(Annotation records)
..........

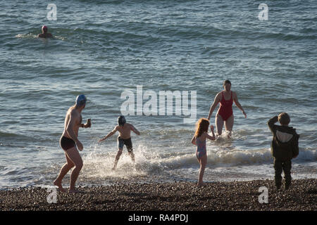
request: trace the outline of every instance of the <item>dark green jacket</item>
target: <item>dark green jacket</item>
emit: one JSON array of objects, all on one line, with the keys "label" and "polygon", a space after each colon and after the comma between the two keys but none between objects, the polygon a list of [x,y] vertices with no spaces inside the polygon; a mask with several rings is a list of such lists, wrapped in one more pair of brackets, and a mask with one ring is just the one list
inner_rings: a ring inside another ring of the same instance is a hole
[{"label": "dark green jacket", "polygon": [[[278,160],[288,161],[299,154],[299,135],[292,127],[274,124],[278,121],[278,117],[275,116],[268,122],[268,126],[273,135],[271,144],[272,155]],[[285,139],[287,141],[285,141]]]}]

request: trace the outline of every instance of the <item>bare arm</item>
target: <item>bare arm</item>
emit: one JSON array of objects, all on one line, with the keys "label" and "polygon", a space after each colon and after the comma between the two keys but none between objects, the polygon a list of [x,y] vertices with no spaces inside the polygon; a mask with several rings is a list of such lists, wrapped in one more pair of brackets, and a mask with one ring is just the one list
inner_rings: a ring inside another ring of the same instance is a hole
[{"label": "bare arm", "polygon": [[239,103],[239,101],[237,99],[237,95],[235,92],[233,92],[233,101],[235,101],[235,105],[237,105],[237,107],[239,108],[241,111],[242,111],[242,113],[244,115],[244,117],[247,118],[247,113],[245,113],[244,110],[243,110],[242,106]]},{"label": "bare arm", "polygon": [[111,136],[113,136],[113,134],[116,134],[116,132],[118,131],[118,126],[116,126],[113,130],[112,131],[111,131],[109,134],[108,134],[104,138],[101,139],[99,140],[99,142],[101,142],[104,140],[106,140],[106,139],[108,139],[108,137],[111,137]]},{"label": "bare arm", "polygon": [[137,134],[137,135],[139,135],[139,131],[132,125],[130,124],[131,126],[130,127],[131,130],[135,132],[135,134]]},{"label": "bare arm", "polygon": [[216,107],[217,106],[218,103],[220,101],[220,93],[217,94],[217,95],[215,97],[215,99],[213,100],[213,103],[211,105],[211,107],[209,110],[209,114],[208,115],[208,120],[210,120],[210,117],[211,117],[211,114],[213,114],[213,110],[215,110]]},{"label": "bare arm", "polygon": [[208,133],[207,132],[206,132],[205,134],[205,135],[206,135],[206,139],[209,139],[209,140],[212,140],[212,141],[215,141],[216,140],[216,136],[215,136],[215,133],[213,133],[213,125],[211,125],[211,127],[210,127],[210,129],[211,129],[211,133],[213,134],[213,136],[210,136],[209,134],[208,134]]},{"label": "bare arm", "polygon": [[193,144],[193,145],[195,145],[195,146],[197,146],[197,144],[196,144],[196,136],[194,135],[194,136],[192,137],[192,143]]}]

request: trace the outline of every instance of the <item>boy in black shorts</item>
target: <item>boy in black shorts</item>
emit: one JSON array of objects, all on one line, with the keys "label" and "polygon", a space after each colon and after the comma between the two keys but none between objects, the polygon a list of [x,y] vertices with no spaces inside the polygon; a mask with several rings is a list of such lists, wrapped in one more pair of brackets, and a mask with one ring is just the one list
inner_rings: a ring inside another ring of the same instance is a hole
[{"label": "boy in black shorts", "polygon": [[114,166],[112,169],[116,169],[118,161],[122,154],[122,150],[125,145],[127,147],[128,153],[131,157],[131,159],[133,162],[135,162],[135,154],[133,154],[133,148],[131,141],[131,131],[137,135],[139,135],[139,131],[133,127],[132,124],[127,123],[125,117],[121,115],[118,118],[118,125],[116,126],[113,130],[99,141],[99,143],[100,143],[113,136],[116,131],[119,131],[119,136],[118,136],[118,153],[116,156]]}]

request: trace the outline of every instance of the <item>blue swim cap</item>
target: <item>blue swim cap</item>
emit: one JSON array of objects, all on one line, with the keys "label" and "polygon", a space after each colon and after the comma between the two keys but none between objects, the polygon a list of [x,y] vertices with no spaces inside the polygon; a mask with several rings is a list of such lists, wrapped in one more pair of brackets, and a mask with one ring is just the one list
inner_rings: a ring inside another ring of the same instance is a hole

..........

Task instructions:
Return every line of the listing above unchanged, and leave the pictures out.

Result:
request: trace the outline of every instance of the <item>dark green jacket</item>
target: <item>dark green jacket</item>
emit: one JSON array of objects, all on one line, with the keys "label" and "polygon", a space after each colon and after the comma between the two keys but none between objects, the polygon a list of [x,y] vertices with no spaces inside the polygon; a mask with several rings is a list of such lists, wrapped in one more pair of brackets, and a mask with one ring is just the one list
inner_rings: a ring inside another ring of the same instance is a hole
[{"label": "dark green jacket", "polygon": [[[278,160],[288,161],[299,154],[299,135],[292,127],[274,124],[278,121],[278,117],[275,116],[268,122],[268,126],[273,135],[271,144],[272,155]],[[285,139],[287,141],[285,141]]]}]

request: trace the outline of every instance of the <item>bare arm</item>
target: <item>bare arm</item>
emit: one JSON array of objects, all on one line, with the keys "label" and "polygon", a space after each colon and after the comma between the two keys but none between objects, the polygon a list of [x,y] vertices with no spaces inside the polygon; a mask with several rings is a list of such lists, wrapped in one more pair of brackets, and a mask with one ring is just the one list
inner_rings: a ring inside another ring of the same instance is a hole
[{"label": "bare arm", "polygon": [[239,103],[239,101],[237,99],[237,95],[235,92],[233,92],[233,101],[235,101],[235,105],[237,105],[237,107],[239,108],[241,111],[242,111],[242,113],[244,115],[244,117],[247,118],[247,113],[245,113],[244,110],[243,110],[242,106]]},{"label": "bare arm", "polygon": [[111,136],[113,136],[113,134],[116,134],[116,132],[118,131],[118,126],[116,126],[113,130],[112,131],[111,131],[109,134],[108,134],[104,138],[101,139],[99,140],[99,142],[101,142],[104,140],[106,140],[106,139],[108,139],[108,137],[111,137]]},{"label": "bare arm", "polygon": [[137,134],[137,135],[139,135],[139,131],[132,125],[130,124],[131,126],[130,127],[131,130],[135,132],[135,134]]},{"label": "bare arm", "polygon": [[216,107],[217,106],[218,103],[220,101],[220,93],[217,94],[217,95],[215,97],[215,99],[213,100],[213,103],[211,105],[211,107],[209,110],[209,114],[208,115],[208,120],[210,120],[210,117],[211,117],[211,114],[213,114],[213,110],[215,110]]},{"label": "bare arm", "polygon": [[208,133],[207,132],[206,132],[205,134],[205,135],[206,135],[206,139],[209,139],[209,140],[212,140],[212,141],[215,141],[216,140],[216,136],[215,136],[215,133],[213,133],[213,125],[211,125],[211,127],[210,127],[210,129],[211,129],[211,133],[213,134],[213,136],[210,136],[209,134],[208,134]]},{"label": "bare arm", "polygon": [[193,144],[193,145],[195,145],[195,146],[197,146],[197,144],[196,144],[196,136],[194,135],[194,136],[192,137],[192,143]]}]

request: trace the outline of every instance of the <item>boy in black shorts</item>
target: <item>boy in black shorts</item>
emit: one JSON array of objects, all on one line, with the keys "label" and "polygon", a space after each colon and after the comma between the two keys but none between objects, the polygon a list of [x,y] vertices with no spaces inside the polygon; a mask with several rings is a list of such lists, wrapped in one more pair of brackets, and a mask with one ring is just the one list
inner_rings: a ring inside another ring of the same instance is a hole
[{"label": "boy in black shorts", "polygon": [[114,166],[112,169],[116,169],[118,161],[122,154],[122,150],[125,145],[127,147],[128,153],[131,157],[131,159],[133,162],[135,162],[135,154],[133,154],[133,148],[131,141],[131,131],[137,135],[139,135],[139,131],[133,127],[132,124],[127,123],[125,117],[121,115],[118,118],[118,125],[116,126],[113,130],[99,141],[99,143],[100,143],[113,136],[116,131],[119,131],[119,136],[118,136],[118,153],[116,156]]}]

request: trace the outline of every instance of the <item>blue swim cap</item>
target: <item>blue swim cap</item>
emit: one JSON array of objects, all on one line, with the keys "label" and "polygon", a space after each colon and after the comma between the two keys but none between objects, the polygon a list of [x,y] vertices with no spaces inside the polygon; a mask with several rings is a list of such lists, wrapped in one more pair of brackets, and a mask with one ring is just the one list
inner_rings: a ring inside another ring of the same instance is a hole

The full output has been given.